Record extracts
== == ==

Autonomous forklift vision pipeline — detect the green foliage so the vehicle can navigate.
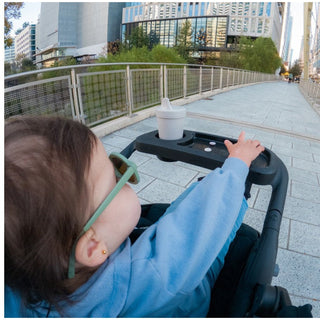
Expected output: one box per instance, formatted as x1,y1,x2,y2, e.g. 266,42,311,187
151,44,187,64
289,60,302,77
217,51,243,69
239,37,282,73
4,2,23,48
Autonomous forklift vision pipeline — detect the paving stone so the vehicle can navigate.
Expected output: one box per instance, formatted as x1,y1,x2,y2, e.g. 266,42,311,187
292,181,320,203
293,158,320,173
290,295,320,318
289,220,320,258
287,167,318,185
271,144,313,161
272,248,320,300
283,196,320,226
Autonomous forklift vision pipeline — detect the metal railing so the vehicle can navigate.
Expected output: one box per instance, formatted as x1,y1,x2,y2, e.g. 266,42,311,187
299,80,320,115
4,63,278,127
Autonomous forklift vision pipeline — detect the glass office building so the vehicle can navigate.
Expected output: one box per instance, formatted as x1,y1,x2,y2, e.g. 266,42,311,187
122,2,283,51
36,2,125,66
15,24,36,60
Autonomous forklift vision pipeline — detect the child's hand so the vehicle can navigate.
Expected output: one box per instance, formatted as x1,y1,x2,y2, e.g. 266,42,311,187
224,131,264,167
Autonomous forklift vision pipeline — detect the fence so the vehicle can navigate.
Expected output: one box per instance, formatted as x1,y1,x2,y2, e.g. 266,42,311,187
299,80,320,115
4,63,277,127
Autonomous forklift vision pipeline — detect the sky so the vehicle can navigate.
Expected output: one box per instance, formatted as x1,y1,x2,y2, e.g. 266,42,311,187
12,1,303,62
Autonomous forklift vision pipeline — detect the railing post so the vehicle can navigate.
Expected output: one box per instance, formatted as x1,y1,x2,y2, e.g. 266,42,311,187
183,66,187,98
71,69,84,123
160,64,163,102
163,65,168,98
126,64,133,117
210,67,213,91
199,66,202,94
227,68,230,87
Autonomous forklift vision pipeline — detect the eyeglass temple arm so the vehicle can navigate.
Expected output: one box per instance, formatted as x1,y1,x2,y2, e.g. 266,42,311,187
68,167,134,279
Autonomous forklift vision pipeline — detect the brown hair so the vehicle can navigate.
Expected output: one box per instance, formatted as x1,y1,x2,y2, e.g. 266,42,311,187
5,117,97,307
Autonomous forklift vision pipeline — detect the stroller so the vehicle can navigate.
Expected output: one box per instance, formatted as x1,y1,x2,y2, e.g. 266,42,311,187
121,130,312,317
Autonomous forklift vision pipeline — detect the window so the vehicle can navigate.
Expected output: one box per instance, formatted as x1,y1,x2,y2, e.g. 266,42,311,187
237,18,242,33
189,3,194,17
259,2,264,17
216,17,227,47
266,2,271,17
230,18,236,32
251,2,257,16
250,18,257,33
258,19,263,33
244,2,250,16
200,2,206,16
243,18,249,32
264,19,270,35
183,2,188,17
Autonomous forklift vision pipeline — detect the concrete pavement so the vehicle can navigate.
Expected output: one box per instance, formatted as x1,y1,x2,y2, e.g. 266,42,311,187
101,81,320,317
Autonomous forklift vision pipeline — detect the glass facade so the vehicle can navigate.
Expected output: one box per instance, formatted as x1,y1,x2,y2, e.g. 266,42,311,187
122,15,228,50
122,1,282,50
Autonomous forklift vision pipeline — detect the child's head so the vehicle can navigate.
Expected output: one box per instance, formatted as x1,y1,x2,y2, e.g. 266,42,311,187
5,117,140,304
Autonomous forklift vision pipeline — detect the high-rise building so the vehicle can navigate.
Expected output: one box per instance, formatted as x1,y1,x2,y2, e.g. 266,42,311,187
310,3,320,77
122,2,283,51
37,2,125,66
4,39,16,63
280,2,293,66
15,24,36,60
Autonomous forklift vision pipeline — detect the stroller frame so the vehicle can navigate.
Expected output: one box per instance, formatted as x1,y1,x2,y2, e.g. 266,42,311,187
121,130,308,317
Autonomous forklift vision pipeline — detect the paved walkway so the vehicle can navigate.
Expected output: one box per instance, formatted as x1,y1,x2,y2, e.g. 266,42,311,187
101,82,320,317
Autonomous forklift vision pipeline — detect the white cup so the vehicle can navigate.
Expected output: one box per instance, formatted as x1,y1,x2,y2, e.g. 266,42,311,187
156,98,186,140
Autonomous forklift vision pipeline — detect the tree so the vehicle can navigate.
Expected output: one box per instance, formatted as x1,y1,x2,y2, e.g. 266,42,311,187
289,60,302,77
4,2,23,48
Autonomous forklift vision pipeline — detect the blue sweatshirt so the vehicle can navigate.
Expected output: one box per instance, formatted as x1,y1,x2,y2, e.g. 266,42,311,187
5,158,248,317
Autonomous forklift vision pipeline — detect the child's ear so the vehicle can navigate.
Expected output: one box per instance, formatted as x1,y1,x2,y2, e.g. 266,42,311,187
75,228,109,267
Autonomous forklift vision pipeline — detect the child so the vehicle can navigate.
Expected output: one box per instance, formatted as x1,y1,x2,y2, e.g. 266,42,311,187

== == ==

Set problem
Pick out every line in the records that contains the string "child", matching case exactly, and copy each one.

Complete answer
Autonomous forklift vision pipeline — detect the child's hand so the vehicle can navigate.
Autonomous forklift vision pipeline — detect the child's head so the vehicle can navigate.
Autonomous forklift vision pipeline — detect the child's ear so the vehicle can navigate.
Autonomous forklift vision pipeline — detect the child so the vehicle can navigate.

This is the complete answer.